Write out exactly the first lines of the listing, ending on the line that contains "Return the outline of every instance of the grass".

MATERIAL SUPPLIED:
^^^^
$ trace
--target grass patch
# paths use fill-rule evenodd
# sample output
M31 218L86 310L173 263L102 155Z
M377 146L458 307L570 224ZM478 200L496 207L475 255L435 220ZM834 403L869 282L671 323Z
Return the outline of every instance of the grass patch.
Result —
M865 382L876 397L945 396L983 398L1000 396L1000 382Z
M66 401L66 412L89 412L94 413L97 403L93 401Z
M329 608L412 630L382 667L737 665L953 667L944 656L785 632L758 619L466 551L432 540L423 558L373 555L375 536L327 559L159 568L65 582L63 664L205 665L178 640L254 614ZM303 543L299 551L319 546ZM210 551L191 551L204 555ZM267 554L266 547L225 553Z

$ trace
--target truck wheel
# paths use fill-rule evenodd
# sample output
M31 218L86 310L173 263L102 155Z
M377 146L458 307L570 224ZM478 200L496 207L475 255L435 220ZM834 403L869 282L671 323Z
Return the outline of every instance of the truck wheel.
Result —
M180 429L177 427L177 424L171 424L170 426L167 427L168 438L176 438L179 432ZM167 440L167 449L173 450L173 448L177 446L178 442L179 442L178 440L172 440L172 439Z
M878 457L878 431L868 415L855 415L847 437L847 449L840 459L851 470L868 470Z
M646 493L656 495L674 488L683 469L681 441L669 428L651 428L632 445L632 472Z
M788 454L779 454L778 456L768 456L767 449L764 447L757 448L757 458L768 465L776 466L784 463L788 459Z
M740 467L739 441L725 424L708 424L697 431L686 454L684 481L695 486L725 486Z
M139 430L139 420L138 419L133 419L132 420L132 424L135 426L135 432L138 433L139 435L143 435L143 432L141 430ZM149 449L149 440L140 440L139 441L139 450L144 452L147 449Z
^^^^
COMPLETED EXERCISE:
$ trace
--target grass patch
# paths use fill-rule evenodd
# sample output
M31 218L86 310L173 263L102 155Z
M377 146L458 307L570 224ZM478 200L496 207L475 255L435 220ZM834 403L869 282L671 323Z
Return the outline of every instance of the grass patch.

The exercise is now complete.